(Saved entries)
--- --- ---
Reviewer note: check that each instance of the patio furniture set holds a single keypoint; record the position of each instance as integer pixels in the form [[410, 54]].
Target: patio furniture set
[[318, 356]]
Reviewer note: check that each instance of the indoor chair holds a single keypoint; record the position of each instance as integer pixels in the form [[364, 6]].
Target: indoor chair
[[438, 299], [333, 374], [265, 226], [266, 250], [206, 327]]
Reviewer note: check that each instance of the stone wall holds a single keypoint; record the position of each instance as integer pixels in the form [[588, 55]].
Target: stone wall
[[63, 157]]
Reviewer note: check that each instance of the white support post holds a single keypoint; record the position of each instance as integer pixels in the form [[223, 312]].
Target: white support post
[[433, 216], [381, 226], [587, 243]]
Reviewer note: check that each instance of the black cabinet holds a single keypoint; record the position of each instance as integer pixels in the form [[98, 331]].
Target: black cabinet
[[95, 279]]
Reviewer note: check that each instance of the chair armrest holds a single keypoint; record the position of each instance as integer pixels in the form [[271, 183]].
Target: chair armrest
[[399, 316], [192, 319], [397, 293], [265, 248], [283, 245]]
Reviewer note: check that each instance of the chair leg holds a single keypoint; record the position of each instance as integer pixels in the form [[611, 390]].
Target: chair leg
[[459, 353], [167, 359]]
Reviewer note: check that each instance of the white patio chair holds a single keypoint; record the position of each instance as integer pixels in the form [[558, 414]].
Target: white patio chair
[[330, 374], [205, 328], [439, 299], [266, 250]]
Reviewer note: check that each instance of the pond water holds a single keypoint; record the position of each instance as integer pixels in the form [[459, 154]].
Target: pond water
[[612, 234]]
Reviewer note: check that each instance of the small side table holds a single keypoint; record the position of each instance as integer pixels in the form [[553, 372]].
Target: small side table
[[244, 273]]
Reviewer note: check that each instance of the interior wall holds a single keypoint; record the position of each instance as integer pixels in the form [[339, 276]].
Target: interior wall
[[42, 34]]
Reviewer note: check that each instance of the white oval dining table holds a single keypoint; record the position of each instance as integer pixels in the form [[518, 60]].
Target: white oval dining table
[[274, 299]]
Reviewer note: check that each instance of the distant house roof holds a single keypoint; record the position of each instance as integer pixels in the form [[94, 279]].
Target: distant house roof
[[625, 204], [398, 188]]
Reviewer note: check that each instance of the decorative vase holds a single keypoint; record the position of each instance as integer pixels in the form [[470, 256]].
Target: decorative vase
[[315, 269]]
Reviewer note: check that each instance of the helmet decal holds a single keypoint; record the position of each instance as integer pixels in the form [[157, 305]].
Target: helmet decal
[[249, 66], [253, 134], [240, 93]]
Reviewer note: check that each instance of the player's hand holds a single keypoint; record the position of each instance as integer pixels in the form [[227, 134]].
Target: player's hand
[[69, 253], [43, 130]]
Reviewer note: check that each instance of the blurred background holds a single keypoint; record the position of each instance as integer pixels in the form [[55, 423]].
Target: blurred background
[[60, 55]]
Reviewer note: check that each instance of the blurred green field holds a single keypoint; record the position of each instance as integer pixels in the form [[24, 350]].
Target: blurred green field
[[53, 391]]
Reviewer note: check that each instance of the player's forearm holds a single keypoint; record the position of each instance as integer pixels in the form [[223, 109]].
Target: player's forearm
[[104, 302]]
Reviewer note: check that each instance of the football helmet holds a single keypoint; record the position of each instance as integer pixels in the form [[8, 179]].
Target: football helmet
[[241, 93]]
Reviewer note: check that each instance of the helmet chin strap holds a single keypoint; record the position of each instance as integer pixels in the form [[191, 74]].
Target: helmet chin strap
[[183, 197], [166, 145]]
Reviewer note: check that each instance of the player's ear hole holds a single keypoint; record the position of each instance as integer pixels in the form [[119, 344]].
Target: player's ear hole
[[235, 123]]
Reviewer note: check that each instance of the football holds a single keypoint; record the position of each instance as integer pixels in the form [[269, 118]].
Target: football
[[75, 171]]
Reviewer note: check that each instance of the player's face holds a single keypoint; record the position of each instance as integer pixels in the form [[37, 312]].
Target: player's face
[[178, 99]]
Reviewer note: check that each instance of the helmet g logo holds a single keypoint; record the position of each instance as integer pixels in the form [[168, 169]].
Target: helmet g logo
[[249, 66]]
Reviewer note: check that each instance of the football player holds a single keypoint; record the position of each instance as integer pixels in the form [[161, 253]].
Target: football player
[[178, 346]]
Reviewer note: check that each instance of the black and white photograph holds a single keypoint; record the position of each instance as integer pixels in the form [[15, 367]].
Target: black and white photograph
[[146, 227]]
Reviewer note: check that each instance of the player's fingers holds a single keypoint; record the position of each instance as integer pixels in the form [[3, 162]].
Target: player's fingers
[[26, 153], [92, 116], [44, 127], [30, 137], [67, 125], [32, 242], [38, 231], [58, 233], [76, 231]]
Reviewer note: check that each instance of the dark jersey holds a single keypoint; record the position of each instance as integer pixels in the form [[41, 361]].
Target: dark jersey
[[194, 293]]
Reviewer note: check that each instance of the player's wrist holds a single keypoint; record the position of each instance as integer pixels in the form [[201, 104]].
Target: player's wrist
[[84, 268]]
--- --- ---
▸ Task statement
Each line of the data is to be restated exactly.

▸ Task output
Reviewer note: check that each instance of the patio furniture set holds a single keypoint; record the position of each instance as integer pixels in the form [[410, 54]].
Target: patio furniture set
[[318, 356]]
Reviewer note: check that each instance of the indoor chair holds a single keypoint; record the position of each instance as integer pixels in the form [[364, 6]].
Target: indoor chair
[[438, 299], [333, 374], [265, 226], [266, 250], [206, 327]]
Reviewer note: check that each instance of the stone wall holds a single keypoint; record the position of each instance as integer pixels in the form [[588, 55]].
Target: stone wall
[[63, 157]]
Reviewer note: check that each instance of the white support post holds a single keypoint; record the position of each instance as integer pixels in the form [[223, 312]].
Target: white support post
[[433, 216], [381, 226], [587, 243]]
Reviewer note: check that each instance of the black cabinet holds a single keypoint; record the position of each instance as integer pixels in the form [[98, 331]].
Target: black cabinet
[[95, 279]]
Reviewer note: check that each instance of the chair armrest holds a single keypoint; record the position of each instance as integer pixels in the form [[271, 183]].
Target: chair armrest
[[399, 316], [192, 319], [397, 293], [265, 248], [283, 245]]
Reviewer note: check that each instance of the chair leg holds a single keypoint; record the position of each instance as integer pixels in the form [[611, 390]].
Target: chair leg
[[459, 353], [167, 359]]
Reviewer note: check that each instance of the white patio chair holds a single keypoint; record the position of each instance as integer pixels in the form [[558, 414]].
Target: white patio chair
[[330, 374], [205, 328], [439, 299], [266, 250]]
Reviewer note: check that each instance of the pond water holds a single keypoint; record the position of each instance as integer pixels in the form [[459, 154]].
Target: pond water
[[612, 234]]
Reviewer note: check that each instance of the small side table holds a single keypoint; record the position of each instance as integer pixels in the form [[553, 372]].
Target: small side table
[[244, 273]]
Reviewer note: check that each instance of the interior wall holds a single keypoint; record the position of each instance as integer pixels in the form [[339, 276]].
Target: interior wall
[[42, 34]]
Reviewer note: check that each instance of the white oval dining table holds a single keypoint; record the position of each instance as integer pixels in the form [[518, 60]].
Target: white oval dining table
[[274, 299]]
Reviewer note: check that each instance of the distant house roof holds a single keypoint; record the position of each instance as integer pixels in the form [[94, 279]].
Target: distant house roof
[[625, 204], [398, 188]]
Reviewer note: check that each instance of the decorative vase holds a single keypoint; record the position of each instance as integer pixels in the form [[470, 256]].
Target: decorative vase
[[315, 269]]
Reviewer note: check that each instance of the helmet decal holds a single keypoint; record the position of each instance as integer pixels in the form [[157, 305]].
Target: helmet decal
[[249, 66], [253, 134], [240, 93]]
Reviewer note: check that each instance of the player's hand holds a single keypoint; record the position of each instance as integer pixels in the form [[227, 134]].
Target: player's hand
[[69, 253], [43, 130]]
Reviewer note: check that each instance of the blurred background holds a single keypoint; record the position of each instance as integer pixels in the form [[55, 423]].
Target: blurred background
[[60, 55]]
Reviewer note: check that each instance of the blurred green field holds a single keypoint; record the position of each instance as integer pixels in the form [[24, 350]].
Target: blurred green field
[[53, 391]]
Reviewer note: check that each instance of the player's forearm holds a single keypoint; record the position of each instance as integer pixels in the form [[223, 109]].
Target: player's forearm
[[104, 302]]
Reviewer note: check that each instance of the football helmet holds a single keypoint; record the position of each instance as integer pixels in the form [[8, 179]].
Target: football helmet
[[241, 93]]
Reviewer note: check that each instance of the helmet chin strap holds a single keypoint; record the position of each instance as integer pixels in the form [[191, 74]].
Target: helmet chin strap
[[183, 197], [166, 145]]
Reviewer note: check that each instance of the player's ear hole holds a single keypoint; record the position of each instance as integer pixels in the form [[119, 344]].
Target: player's ear hole
[[235, 123]]
Reviewer note: check that each instance of the football holds a single keypoint; record the position of each instance as integer pixels in the form [[269, 118]].
Target: football
[[75, 171]]
Reviewer note: check that each instance of the player's face holds a single keypoint; record the position of each instance as integer pixels in the form [[37, 312]].
Target: player's face
[[178, 99]]
Reviewer note: check that each instance of the helmet g logo holds a single keypoint; record the position of each instance as integer pixels in the form [[168, 169]].
Target: helmet g logo
[[249, 66]]
Reviewer note: check that each instance of the football player holds a single keypoint; record the position of each instance as integer pixels in the form [[161, 253]].
Target: football player
[[178, 346]]
Reviewer note: check that each instance of the black and white photograph holds a single keypoint; record the position of each instance as integer pixels in the form [[15, 367]].
Target: black and white photograph
[[146, 227]]
Reviewer note: check that each instance of the player's fingers holds a single keypoint; record the position of each instance as integer pixels in the form [[3, 162]].
Target: player's fingers
[[26, 153], [92, 116], [44, 127], [30, 137], [67, 125], [32, 242], [38, 231], [58, 233], [76, 231]]
Reviewer note: check that each instance of the dark jersey holds a single keypoint; record the position of each instance as integer pixels in the form [[41, 361]].
Target: dark jersey
[[194, 293]]
Reviewer note: check that each instance of the player's wrist holds a single keypoint; record the position of each instance as integer pixels in the form [[201, 104]].
Target: player's wrist
[[84, 268]]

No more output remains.